Please reproduce the listing from the line containing "Query: woman in blue life vest" through the end of the listing, replacing "life vest" with "life jacket" and leaving everything else unchanged.
# Start of Given entries
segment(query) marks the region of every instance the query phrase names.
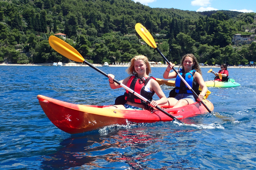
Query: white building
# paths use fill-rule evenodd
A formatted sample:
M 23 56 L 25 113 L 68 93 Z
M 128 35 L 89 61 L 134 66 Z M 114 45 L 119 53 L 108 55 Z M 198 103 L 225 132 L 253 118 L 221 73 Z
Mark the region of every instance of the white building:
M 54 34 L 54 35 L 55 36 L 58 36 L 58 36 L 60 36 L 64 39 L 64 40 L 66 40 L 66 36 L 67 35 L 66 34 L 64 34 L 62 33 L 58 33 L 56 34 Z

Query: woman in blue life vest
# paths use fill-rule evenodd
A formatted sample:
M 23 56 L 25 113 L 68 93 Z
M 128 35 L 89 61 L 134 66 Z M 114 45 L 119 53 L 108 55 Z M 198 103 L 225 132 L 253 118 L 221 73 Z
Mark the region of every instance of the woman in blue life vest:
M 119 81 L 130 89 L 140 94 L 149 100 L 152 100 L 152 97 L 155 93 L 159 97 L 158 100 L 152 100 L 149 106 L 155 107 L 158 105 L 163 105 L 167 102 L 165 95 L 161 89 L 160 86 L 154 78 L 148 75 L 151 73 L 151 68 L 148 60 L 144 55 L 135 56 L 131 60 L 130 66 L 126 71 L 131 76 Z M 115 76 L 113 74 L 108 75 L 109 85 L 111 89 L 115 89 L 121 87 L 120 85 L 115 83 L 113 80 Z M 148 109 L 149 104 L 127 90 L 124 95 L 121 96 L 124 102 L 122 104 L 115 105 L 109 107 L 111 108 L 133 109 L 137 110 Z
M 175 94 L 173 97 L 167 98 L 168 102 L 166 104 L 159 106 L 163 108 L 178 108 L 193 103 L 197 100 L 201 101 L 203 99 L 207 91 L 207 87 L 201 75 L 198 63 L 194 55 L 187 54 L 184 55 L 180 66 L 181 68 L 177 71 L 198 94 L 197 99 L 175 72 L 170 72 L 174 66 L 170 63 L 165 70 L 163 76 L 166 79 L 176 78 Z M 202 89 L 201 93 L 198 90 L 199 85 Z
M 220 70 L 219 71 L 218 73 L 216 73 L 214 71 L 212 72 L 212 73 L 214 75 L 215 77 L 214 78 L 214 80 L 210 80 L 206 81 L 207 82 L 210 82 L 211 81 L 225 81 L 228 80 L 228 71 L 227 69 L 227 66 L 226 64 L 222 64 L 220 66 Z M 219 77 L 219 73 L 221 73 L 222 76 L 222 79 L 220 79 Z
# End of Given entries
Written answer
Query: woman in blue life jacket
# paths use fill-rule evenodd
A formatted sample:
M 23 56 L 25 113 L 68 93 Z
M 128 35 L 89 61 L 134 66 Z M 114 45 L 119 53 L 108 55 Z M 198 103 L 225 132 L 253 118 L 221 73 Z
Mark the region of every instance of the woman in blue life jacket:
M 119 81 L 130 89 L 140 94 L 149 100 L 152 100 L 152 97 L 155 93 L 159 97 L 158 100 L 152 100 L 149 106 L 155 107 L 158 105 L 163 105 L 167 102 L 165 95 L 161 89 L 160 86 L 154 78 L 148 75 L 151 73 L 151 68 L 148 60 L 144 55 L 135 56 L 131 60 L 130 66 L 126 71 L 131 76 Z M 115 76 L 113 74 L 108 75 L 109 85 L 111 89 L 115 89 L 121 87 L 120 85 L 115 83 L 113 80 Z M 148 109 L 149 104 L 127 90 L 124 95 L 121 96 L 124 102 L 122 104 L 115 105 L 109 107 L 111 108 L 133 109 L 137 110 Z
M 175 94 L 173 97 L 167 98 L 168 102 L 166 104 L 159 106 L 163 108 L 178 108 L 193 103 L 197 100 L 201 101 L 203 99 L 207 91 L 207 87 L 201 75 L 198 63 L 194 55 L 187 54 L 184 55 L 180 66 L 181 68 L 177 71 L 198 94 L 197 99 L 175 72 L 170 72 L 174 66 L 170 63 L 165 70 L 163 76 L 166 79 L 176 78 Z M 202 89 L 201 93 L 198 90 L 199 85 Z
M 220 70 L 219 71 L 218 73 L 216 73 L 214 71 L 212 72 L 212 73 L 214 75 L 215 77 L 214 78 L 214 80 L 210 80 L 206 81 L 207 82 L 210 82 L 211 81 L 225 81 L 228 80 L 228 71 L 227 69 L 227 66 L 226 64 L 222 64 L 220 66 Z M 219 77 L 219 73 L 221 73 L 222 76 L 222 79 L 220 79 Z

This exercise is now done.